### Suas tarefas
**A)** Segundo o trecho sobre o Cais do Valongo, em que ano o cais recebeu o nome de Cais da Imperatriz?
**B)** Indique se cada afirmação concorda com o trecho sobre o Cais do Valongo, citando as palavras exatas que decidem: (i) O Vice-Rei Marquês de Lavradio levou o mercado de escravos para a região do Valongo em 1779. (ii) O Cais do Valongo foi construído antes de a corte portuguesa chegar ao Brasil. (iii) Depois dos aterros do início do século XX, só o Obelisco da Imperatriz continuou de pé no local.

Enquanto a sociedade experimenta esses fenômenos, o Cais do Valongo é “redescoberto”
em 2011. Um dos maiores portos de escravos do mundo, em apenas vinte anos, recebeu
cerca de quinhentos mil africanos. Honorato (2008) auxilia entender as diversas
transformações que ocorreram no Cais. A história começa com o Vice-Rei Marquês de
Lavradio transferindo o mercado de escravos para a região do Valongo em 1779. Fazendo
os escravos desembarcarem na Alfândega (atual Praça XV) para depois serem
transportados em canoas até o novo mercado de escravos. Somente em 1811, já com a
corte portuguesa no Brasil, a Intendência-Geral de Polícia da Corte da Cidade do Rio de
Janeiro ergueu o Cais do Valongo facilitando o tráfego. Destinado para a chegada dos
escravos torna-se um lugar de penúria e desprezo como bem relata viajantes da época. O
significado perdurou até 1843, quando o cenário político do Brasil ganhou novos ares com a
chegada da Imperatriz Teresa Cristina de Bourbon Duas-Sicílias. Nesse ano, o Cais do
Valongo é rebatizado de Cais da Imperatriz, sendo todo reformado e embelezado para
construir um novo significado. O clima abolicionista e pressões externas já criticavam a
escravidão, o Cais da Imperatriz ressignificou o Cais do Valongo, antes um local de
escravos tornava-se um símbolo da realeza. No início do século XX, a região portuária
sofreu uma série de aterros devido à lógica de ordenamento da cidade. O Cais é aterrado
remanescendo somente o Obelisco da Imperatriz – que referência o local do antigo Cais –
ressignificando e colocando em ostracismo a memória vinculada ao antigo Valongo. Como
problematiza Pollak (1989) o esquecimento e o silêncio das memórias são processos
presente nas ressignificações.

### Dados fornecidos
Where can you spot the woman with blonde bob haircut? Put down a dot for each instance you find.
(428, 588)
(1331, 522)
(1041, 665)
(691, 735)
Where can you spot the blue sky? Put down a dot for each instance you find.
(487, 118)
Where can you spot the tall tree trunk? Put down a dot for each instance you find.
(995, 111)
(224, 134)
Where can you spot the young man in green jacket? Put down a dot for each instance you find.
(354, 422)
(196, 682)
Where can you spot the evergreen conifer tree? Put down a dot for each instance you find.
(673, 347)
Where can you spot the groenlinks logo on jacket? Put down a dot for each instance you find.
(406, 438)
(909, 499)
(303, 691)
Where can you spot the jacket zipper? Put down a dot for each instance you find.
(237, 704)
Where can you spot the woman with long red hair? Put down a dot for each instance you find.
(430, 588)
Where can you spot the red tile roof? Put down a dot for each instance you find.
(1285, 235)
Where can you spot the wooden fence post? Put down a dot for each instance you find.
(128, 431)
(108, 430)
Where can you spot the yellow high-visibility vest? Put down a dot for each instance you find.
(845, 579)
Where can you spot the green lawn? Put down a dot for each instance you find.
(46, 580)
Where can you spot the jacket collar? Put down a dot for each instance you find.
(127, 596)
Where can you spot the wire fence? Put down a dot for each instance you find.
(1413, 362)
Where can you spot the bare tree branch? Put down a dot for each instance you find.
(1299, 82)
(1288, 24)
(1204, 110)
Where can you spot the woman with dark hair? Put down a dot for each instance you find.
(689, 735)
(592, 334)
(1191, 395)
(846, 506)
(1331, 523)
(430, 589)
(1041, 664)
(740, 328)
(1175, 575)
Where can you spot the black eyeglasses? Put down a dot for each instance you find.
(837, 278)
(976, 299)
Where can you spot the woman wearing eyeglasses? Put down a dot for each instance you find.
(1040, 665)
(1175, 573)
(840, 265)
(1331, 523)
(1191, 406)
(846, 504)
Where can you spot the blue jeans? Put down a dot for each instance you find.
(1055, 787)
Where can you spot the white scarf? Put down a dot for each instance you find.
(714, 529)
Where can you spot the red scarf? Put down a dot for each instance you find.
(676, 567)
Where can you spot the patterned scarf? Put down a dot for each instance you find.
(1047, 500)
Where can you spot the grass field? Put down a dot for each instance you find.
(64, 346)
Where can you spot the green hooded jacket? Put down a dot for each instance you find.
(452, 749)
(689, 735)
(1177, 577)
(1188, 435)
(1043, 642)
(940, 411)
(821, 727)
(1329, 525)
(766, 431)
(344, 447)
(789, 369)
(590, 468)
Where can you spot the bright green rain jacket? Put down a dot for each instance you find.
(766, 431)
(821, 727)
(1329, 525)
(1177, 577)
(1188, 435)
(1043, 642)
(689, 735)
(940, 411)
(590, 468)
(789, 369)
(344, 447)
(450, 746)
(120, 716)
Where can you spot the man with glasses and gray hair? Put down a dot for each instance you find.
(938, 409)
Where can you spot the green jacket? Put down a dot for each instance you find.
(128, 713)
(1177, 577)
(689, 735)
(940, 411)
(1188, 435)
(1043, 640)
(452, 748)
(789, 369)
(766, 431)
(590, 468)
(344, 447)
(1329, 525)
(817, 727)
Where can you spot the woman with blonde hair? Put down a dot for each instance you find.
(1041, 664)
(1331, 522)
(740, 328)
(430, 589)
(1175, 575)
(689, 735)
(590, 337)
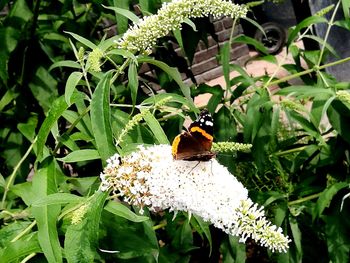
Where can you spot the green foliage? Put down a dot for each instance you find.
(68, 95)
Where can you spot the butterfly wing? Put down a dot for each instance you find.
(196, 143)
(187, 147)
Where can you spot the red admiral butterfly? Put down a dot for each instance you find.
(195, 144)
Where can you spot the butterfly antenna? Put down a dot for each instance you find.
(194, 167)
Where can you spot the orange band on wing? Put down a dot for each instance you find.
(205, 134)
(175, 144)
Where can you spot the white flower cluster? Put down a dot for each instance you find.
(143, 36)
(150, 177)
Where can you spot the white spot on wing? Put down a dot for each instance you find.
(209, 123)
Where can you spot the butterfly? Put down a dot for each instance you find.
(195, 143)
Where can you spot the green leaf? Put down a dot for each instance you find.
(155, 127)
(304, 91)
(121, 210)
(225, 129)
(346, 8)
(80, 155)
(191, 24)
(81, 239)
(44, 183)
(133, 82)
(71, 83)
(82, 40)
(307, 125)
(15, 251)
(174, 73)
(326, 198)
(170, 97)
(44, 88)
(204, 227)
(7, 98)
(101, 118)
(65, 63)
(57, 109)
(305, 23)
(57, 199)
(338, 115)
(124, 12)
...
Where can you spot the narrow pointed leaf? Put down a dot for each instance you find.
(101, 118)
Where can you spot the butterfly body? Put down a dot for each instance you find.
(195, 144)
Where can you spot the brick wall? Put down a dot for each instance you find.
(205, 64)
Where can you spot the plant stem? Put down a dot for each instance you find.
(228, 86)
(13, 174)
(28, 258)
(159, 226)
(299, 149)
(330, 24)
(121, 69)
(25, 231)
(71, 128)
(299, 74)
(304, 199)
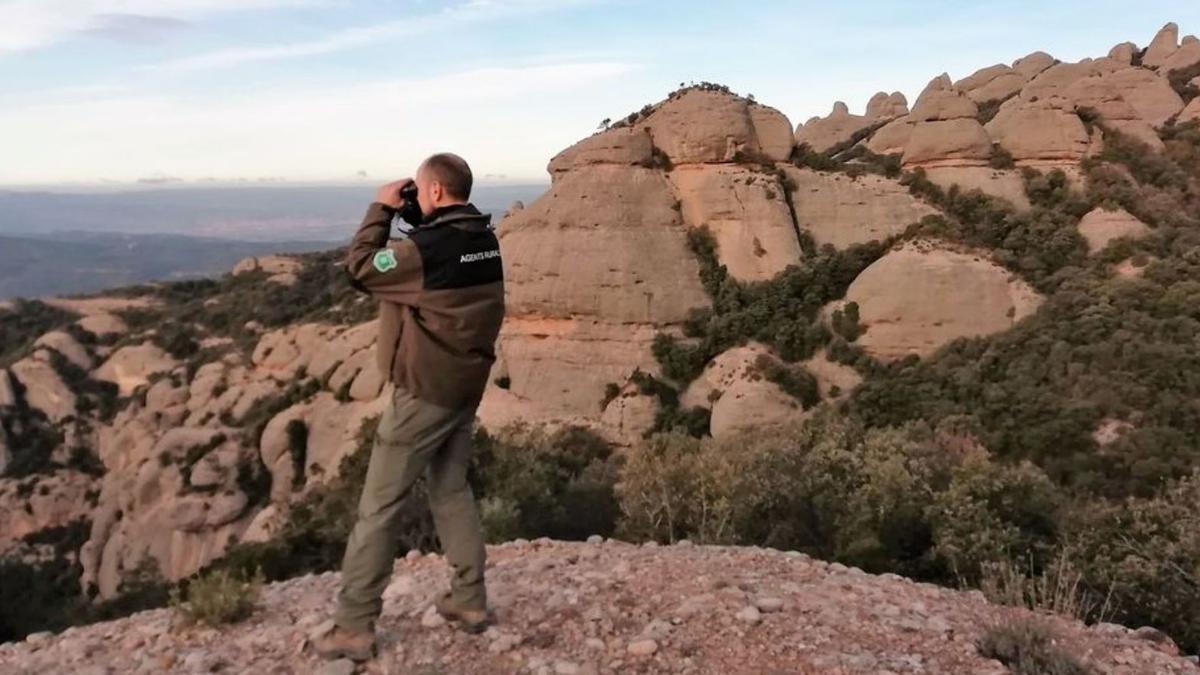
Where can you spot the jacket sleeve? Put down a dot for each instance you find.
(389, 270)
* * *
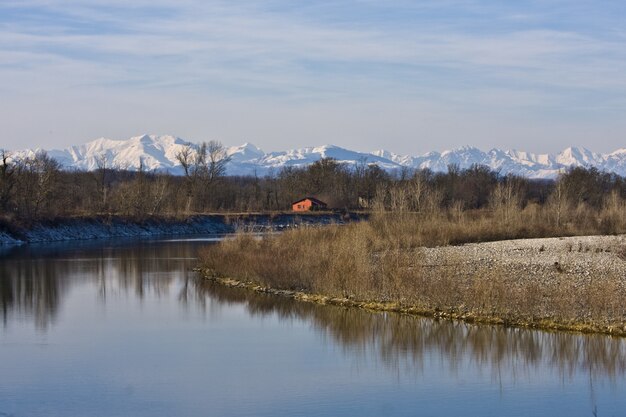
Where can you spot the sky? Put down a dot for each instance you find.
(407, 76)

### Respostas
**A)** Em 1843.

**B)**
(i) Sim: "o Vice-Rei Marquês de Lavradio transferindo o mercado de escravos para a região do Valongo em 1779".
(ii) Não: "Somente em 1811, já com a corte portuguesa no Brasil, a Intendência-Geral de Polícia da Corte da Cidade do Rio de Janeiro ergueu o Cais do Valongo".
(iii) Sim: "O Cais é aterrado remanescendo somente o Obelisco da Imperatriz".